▶ [PROBLEM REQUIREMENTS]:
Copy the listing below line for line, changing nothing.

▬▬▬

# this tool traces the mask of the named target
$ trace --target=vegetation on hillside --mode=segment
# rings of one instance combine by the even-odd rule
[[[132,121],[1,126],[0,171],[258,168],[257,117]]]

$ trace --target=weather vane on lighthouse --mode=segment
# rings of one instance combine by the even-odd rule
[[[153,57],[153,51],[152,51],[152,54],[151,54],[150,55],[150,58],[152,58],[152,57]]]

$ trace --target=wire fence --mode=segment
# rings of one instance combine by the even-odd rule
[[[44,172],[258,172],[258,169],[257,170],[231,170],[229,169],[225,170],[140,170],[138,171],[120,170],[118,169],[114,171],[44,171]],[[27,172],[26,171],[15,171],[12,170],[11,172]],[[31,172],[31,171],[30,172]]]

▬▬▬

▶ [RESULT BELOW]:
# this tool traces the mask of the named target
$ trace --target=vegetation on hillside --mode=segment
# rings of one instance combine by the even-odd rule
[[[132,121],[1,126],[0,171],[258,168],[257,117]]]

$ trace --target=weather vane on lighthouse --mode=segment
# rings of one instance combine by the even-odd rule
[[[153,57],[153,51],[152,51],[152,54],[151,54],[150,55],[150,58],[152,58],[152,57]]]

$ trace --target=wire fence --mode=segment
# rings of one instance combine by the even-odd rule
[[[44,172],[258,172],[258,169],[257,170],[231,170],[229,169],[225,170],[140,170],[138,171],[120,170],[118,169],[114,171],[44,171]],[[27,172],[26,171],[15,171],[12,170],[11,172]],[[31,172],[31,171],[30,172]]]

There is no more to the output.